___ The records ___

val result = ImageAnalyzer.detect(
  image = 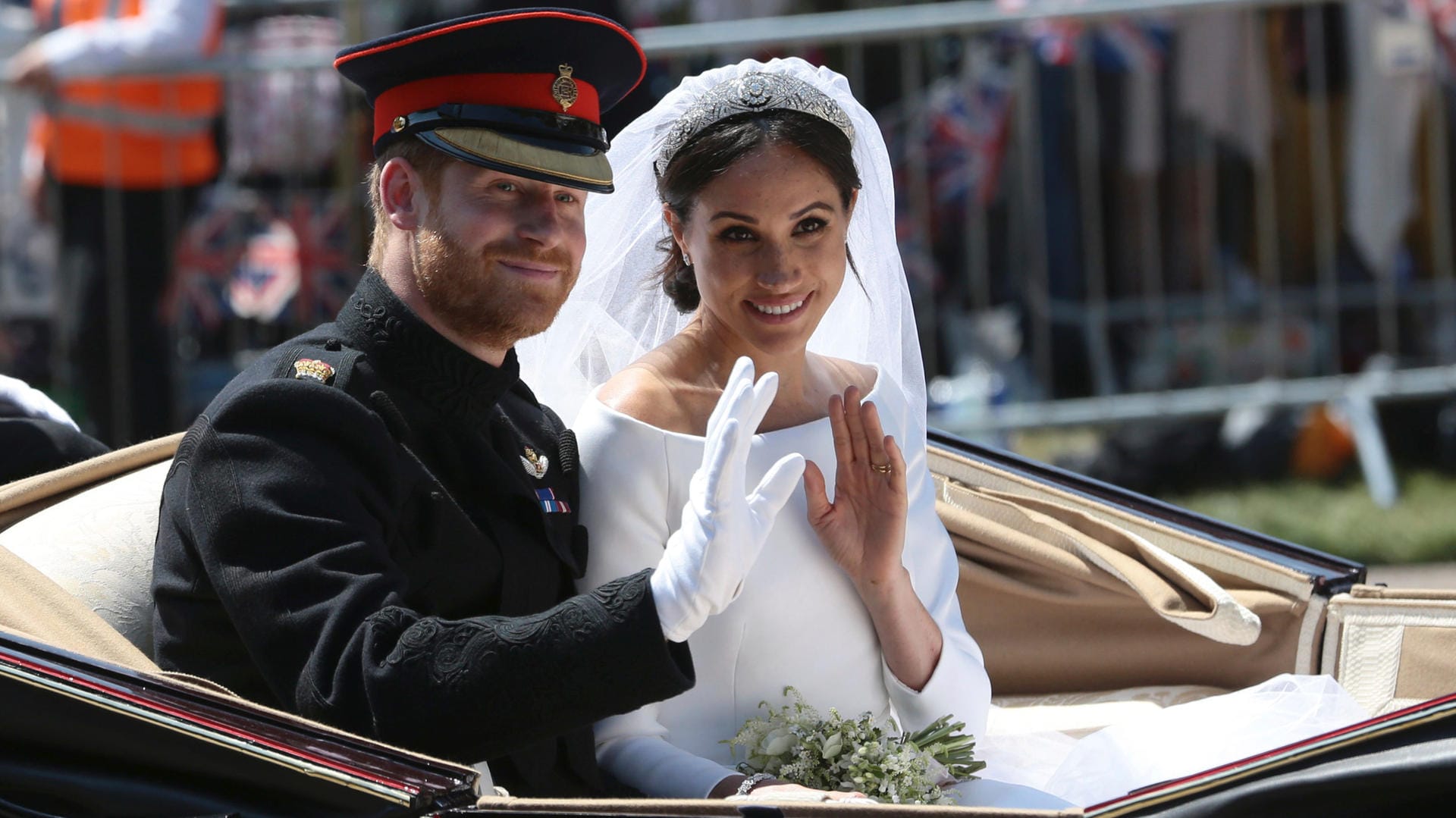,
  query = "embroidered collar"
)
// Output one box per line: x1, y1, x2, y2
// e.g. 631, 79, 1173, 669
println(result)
337, 269, 521, 419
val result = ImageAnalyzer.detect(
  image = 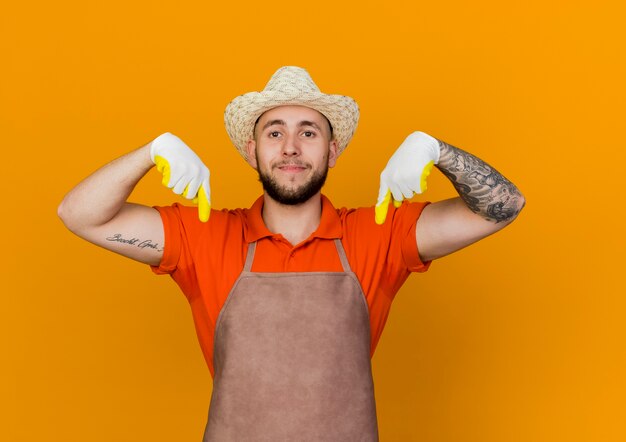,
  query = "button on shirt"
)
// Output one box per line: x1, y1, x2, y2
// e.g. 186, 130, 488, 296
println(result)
151, 195, 430, 376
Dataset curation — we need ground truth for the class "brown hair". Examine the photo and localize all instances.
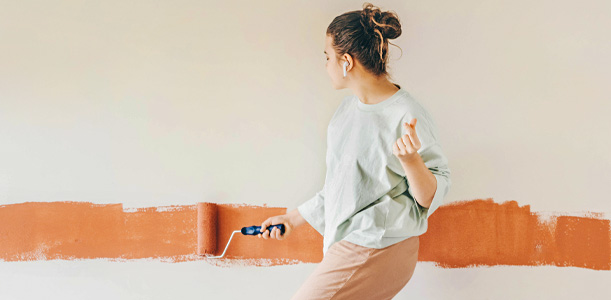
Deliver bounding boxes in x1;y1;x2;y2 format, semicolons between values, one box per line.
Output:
327;2;403;88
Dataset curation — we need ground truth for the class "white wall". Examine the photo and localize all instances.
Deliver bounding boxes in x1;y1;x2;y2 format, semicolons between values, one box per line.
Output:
0;0;611;299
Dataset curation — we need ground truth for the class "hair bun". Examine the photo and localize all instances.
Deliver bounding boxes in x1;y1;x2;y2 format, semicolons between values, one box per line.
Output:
361;2;401;39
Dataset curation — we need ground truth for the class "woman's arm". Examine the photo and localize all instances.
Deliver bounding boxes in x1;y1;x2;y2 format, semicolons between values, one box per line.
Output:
401;155;437;208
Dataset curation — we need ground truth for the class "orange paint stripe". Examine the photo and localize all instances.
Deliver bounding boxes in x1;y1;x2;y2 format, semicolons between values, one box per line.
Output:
0;199;611;270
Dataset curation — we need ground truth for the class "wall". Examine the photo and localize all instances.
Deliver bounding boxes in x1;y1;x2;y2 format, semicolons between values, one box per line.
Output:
0;0;611;299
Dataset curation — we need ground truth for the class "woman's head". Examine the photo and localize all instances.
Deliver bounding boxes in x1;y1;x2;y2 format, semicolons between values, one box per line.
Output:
325;2;401;89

___

_Stated problem_: Return every line of the records above that contains the string "wall", treating uppercase and lowercase letters as different.

_Solution below_:
Dataset curation — we need ground truth for the class "white wall". Examine the photo and localize all instances.
Dataset curation — we need ground truth for the class "wall". Examine the photo and localize all instances.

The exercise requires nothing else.